**Records for the task:**

■ ■ ■ ■ ■

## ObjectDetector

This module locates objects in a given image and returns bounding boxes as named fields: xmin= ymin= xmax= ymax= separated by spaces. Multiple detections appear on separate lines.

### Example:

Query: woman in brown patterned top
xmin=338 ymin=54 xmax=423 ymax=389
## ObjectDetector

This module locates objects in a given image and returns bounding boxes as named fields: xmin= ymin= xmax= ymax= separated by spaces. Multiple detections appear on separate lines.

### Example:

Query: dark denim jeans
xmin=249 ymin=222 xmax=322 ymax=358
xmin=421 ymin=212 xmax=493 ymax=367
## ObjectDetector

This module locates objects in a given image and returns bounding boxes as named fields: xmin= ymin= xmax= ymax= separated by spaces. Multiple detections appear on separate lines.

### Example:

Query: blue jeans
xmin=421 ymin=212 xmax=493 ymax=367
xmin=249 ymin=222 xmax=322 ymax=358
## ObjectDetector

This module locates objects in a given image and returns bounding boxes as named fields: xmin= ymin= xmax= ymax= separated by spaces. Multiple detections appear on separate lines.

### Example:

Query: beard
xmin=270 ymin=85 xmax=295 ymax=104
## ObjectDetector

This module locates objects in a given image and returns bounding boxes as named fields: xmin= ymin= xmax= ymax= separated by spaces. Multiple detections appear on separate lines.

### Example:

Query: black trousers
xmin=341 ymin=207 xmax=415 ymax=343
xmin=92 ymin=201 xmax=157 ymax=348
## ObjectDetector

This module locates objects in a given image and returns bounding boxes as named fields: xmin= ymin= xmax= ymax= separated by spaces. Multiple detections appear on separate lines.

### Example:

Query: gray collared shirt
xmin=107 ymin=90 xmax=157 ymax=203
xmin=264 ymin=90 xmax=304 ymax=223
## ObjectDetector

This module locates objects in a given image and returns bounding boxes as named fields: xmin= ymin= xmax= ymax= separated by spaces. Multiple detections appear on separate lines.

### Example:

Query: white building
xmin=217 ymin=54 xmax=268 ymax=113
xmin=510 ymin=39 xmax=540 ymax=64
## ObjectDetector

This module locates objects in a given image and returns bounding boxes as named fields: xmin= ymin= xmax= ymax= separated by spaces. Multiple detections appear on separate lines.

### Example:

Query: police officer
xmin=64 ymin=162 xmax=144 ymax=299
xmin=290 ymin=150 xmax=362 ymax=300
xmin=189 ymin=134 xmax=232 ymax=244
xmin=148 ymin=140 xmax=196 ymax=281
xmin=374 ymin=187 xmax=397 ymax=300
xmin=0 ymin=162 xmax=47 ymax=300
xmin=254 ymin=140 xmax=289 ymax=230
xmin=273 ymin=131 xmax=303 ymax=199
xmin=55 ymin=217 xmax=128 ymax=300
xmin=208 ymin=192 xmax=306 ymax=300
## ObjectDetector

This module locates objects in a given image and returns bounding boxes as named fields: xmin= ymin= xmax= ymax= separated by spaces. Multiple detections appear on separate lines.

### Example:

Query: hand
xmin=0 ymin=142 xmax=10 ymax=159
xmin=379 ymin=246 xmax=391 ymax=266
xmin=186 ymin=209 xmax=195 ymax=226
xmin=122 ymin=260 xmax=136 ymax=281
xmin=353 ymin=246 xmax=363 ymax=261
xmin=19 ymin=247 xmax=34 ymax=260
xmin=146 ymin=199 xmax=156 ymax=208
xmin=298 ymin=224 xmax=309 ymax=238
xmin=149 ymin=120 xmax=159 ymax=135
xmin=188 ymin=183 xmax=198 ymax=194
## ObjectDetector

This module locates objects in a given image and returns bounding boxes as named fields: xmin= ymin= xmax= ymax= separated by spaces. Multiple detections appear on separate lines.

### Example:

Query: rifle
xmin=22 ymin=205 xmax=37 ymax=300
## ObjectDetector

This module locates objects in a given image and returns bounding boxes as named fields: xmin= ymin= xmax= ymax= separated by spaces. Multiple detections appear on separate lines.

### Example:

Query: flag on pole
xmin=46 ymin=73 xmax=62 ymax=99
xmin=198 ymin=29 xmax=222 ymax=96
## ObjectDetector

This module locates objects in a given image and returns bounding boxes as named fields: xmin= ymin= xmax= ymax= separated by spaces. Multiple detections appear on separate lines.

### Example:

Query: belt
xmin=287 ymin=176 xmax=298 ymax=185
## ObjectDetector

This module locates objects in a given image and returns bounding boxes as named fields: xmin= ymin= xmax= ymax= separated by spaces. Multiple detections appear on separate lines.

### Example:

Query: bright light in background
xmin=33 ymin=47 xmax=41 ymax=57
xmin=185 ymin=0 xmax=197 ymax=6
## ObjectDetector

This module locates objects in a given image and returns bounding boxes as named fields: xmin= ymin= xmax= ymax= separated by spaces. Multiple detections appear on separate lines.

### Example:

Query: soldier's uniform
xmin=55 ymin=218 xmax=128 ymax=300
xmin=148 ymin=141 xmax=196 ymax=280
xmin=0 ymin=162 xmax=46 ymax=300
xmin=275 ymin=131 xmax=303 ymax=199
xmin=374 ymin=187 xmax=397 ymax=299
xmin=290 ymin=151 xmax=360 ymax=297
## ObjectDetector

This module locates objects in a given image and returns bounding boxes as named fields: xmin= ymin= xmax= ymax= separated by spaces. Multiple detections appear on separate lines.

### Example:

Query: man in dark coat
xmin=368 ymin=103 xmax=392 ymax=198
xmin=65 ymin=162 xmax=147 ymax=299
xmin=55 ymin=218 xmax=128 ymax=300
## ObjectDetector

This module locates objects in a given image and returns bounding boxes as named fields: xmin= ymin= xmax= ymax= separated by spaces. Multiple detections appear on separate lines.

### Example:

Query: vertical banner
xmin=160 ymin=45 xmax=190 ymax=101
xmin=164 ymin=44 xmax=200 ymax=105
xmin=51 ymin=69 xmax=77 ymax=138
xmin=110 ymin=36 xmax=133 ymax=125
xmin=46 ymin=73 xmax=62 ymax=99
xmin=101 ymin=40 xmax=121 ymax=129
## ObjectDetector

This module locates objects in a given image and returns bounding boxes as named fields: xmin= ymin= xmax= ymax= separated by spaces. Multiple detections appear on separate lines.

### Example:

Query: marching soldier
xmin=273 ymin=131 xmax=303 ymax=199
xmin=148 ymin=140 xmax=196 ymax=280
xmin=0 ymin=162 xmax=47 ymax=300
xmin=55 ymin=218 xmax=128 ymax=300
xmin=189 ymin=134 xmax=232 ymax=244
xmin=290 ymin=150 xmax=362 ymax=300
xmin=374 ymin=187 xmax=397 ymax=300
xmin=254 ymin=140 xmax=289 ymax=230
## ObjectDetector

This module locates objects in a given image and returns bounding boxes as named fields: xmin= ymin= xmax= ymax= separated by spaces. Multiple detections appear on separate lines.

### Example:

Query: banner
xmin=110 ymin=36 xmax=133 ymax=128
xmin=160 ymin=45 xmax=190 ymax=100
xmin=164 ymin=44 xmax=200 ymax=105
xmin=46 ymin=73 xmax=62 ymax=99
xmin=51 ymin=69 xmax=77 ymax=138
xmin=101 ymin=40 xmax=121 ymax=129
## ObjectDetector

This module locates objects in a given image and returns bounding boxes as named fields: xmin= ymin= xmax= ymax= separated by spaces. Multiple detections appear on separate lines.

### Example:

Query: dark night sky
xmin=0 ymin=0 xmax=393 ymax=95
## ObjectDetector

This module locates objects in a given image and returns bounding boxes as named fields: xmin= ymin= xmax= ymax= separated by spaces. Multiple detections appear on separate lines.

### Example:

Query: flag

■ ■ ■ ■ ■

**Task brief:** Report every line in the records above that contains the string "banner", counting only matches with the same letter case.

**Exercise response:**
Query: vertical banner
Query: banner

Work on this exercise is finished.